● **EXERCISE GOAL**
Pick out every line below that contains the string "vest", matching case exactly, and copy each one.

--- start of INPUT ---

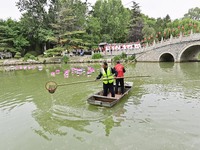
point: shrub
(29, 56)
(132, 57)
(34, 53)
(123, 55)
(116, 58)
(96, 56)
(17, 55)
(57, 51)
(65, 59)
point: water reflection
(162, 101)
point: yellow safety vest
(107, 76)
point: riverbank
(52, 60)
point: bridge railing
(162, 43)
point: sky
(153, 8)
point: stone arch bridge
(181, 49)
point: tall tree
(136, 24)
(193, 13)
(11, 36)
(113, 19)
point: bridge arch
(166, 57)
(190, 53)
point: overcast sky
(152, 8)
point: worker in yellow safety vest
(108, 74)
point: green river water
(160, 113)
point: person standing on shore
(120, 74)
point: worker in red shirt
(120, 74)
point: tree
(113, 19)
(193, 13)
(11, 36)
(136, 24)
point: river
(160, 113)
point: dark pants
(121, 81)
(109, 86)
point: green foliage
(65, 59)
(96, 56)
(34, 53)
(57, 51)
(193, 13)
(123, 56)
(131, 58)
(17, 55)
(116, 58)
(29, 56)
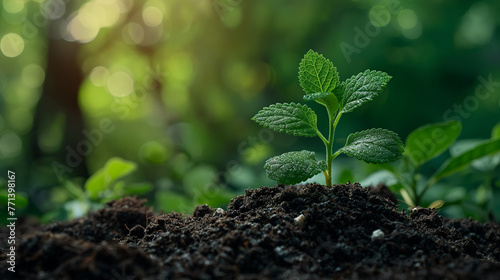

--- end of INPUT ---

● **TASK RESPONSE**
point: yellow safety vest
point: worker in yellow safety vest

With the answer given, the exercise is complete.